◆ **Your task**
Render the lines below as a Markdown table with the columns Row and Line, from the line with "TARGET = bare tree" up to and including the last line of the records, leaving out any blank lines.

---------- Supplied entries

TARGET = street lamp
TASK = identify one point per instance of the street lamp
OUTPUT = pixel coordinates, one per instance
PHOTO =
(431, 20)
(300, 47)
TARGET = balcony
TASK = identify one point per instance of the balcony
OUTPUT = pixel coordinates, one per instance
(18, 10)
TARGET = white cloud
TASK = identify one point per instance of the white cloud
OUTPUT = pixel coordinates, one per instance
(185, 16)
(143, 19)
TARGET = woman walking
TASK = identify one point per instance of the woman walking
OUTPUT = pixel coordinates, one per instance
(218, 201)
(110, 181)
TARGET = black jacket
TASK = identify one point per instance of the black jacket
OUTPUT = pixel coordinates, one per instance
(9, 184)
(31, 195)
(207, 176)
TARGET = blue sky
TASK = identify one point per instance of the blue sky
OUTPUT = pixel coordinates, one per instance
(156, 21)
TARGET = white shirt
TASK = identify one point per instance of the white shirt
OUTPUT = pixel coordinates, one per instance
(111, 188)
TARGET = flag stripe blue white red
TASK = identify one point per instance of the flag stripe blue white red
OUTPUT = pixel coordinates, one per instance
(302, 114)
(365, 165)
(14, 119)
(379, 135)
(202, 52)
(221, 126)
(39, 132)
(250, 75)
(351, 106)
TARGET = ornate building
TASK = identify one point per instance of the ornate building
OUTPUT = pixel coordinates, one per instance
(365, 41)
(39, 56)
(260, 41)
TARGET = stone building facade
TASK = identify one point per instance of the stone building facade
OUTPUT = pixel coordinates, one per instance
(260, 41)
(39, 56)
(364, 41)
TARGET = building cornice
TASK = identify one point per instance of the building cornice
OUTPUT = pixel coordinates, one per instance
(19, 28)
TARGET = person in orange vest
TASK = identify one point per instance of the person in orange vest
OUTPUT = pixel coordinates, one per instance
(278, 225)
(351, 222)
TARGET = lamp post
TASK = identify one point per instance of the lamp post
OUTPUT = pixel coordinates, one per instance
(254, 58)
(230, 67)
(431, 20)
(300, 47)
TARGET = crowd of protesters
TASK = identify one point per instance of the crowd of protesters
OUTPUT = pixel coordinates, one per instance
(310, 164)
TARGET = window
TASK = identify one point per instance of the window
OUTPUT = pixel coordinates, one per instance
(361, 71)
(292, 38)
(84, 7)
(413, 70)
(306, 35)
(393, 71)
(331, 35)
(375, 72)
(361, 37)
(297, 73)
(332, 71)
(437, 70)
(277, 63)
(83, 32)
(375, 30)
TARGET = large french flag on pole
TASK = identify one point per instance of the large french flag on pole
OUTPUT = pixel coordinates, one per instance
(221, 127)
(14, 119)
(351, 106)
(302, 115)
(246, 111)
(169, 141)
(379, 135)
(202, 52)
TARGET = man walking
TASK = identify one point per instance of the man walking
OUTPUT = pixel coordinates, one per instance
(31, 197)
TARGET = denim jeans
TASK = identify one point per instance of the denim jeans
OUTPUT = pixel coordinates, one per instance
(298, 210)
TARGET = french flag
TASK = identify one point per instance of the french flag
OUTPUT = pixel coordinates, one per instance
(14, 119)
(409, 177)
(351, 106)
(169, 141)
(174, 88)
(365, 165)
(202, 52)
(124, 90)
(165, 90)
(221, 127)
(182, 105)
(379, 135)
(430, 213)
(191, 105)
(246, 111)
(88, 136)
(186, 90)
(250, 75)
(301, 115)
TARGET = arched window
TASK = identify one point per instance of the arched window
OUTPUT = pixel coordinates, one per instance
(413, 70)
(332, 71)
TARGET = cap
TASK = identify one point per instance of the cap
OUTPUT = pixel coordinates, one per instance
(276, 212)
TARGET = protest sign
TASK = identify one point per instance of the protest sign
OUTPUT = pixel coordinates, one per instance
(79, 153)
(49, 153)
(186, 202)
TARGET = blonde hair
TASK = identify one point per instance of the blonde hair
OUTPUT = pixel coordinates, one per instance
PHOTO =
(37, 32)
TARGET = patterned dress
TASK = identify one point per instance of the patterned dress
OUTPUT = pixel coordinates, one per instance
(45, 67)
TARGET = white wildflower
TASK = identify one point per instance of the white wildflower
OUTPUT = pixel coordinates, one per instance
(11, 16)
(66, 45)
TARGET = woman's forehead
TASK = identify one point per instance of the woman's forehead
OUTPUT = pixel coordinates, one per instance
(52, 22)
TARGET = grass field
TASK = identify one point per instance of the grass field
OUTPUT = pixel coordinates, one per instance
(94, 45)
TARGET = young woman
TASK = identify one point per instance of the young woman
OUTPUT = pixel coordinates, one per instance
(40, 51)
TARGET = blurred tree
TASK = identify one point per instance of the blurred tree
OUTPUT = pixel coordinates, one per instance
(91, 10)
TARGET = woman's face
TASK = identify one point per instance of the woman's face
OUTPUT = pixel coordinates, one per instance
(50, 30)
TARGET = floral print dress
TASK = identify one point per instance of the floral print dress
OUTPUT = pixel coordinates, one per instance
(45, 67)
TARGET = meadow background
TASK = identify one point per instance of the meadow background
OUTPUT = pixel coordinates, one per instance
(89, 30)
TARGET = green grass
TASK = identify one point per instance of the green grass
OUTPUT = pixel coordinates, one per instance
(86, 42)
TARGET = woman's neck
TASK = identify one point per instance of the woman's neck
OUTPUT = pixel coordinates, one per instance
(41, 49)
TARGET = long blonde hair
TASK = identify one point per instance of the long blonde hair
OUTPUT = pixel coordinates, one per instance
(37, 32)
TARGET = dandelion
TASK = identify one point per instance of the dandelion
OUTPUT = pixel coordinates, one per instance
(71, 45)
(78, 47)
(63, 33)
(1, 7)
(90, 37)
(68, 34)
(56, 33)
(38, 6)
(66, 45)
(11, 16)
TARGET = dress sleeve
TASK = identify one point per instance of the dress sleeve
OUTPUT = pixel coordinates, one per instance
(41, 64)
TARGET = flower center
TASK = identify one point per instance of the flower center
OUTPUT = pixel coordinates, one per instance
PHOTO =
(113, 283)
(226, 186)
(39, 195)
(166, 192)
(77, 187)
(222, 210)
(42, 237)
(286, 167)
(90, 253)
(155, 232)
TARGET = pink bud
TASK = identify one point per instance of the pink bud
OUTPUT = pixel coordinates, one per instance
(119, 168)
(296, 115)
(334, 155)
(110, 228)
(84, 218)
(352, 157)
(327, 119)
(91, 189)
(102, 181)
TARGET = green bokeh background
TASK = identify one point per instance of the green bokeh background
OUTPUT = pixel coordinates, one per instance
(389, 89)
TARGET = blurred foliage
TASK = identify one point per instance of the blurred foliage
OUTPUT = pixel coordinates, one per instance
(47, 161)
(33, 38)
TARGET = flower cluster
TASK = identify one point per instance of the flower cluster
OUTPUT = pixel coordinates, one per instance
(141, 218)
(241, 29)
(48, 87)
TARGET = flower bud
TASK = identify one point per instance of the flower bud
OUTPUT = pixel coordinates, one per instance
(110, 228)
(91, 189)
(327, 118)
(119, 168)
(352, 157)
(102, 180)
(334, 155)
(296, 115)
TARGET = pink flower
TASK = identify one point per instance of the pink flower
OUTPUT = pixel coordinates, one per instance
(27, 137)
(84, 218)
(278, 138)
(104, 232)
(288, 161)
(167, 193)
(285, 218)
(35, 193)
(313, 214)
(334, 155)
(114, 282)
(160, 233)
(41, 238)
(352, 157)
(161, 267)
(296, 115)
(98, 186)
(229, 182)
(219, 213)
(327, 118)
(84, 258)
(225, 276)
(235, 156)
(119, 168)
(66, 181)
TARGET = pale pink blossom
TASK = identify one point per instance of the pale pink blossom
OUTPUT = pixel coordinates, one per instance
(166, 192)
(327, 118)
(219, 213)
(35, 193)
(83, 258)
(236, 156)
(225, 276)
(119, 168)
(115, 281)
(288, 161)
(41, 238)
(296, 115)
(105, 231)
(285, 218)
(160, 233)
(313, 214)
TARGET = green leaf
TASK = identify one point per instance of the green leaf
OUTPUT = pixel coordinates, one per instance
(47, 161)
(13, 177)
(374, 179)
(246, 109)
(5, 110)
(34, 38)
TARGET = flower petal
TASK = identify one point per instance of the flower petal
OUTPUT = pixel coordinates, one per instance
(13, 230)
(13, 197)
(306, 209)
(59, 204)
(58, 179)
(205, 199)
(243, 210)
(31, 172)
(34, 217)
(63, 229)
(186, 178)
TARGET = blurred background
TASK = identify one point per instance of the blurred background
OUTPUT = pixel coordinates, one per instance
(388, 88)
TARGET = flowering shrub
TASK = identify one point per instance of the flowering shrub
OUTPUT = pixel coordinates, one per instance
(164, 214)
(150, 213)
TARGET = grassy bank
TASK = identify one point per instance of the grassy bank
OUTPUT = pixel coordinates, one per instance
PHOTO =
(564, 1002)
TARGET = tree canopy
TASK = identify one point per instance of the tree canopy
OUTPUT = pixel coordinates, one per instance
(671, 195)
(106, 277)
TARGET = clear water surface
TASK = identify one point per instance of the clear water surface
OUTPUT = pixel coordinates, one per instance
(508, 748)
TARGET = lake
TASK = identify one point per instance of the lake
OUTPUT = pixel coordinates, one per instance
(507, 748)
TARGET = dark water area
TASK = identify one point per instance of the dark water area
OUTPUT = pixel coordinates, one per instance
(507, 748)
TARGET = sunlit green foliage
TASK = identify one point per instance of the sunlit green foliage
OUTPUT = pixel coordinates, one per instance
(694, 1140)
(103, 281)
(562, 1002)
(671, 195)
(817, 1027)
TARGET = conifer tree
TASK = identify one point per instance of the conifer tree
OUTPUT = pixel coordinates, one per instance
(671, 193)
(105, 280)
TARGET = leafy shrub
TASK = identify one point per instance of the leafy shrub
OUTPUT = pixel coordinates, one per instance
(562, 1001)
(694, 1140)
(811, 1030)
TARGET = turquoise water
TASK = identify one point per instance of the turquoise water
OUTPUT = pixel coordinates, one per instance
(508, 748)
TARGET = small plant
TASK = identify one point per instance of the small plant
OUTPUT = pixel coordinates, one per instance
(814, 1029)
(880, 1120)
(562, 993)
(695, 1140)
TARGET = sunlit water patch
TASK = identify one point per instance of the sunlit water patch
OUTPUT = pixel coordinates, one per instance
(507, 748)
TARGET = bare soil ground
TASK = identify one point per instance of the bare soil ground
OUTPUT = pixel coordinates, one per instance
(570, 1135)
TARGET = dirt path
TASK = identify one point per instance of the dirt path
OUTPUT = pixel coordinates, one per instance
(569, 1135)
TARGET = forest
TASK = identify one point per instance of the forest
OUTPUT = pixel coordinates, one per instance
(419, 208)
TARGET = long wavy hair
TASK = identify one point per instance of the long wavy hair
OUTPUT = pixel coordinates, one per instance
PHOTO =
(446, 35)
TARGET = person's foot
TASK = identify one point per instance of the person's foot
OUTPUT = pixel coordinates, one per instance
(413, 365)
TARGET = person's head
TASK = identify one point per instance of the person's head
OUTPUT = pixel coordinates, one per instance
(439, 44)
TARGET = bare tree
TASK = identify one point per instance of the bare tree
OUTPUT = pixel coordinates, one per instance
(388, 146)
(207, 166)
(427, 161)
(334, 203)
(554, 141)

--------------------

◆ **Response to the task**
| Row | Line |
|---|---|
| 1 | TARGET = bare tree |
| 2 | TASK = identify one point per instance of the bare tree |
| 3 | OUTPUT = pixel coordinates, one per instance |
| 4 | (388, 146) |
| 5 | (207, 166) |
| 6 | (427, 161) |
| 7 | (334, 203) |
| 8 | (554, 141) |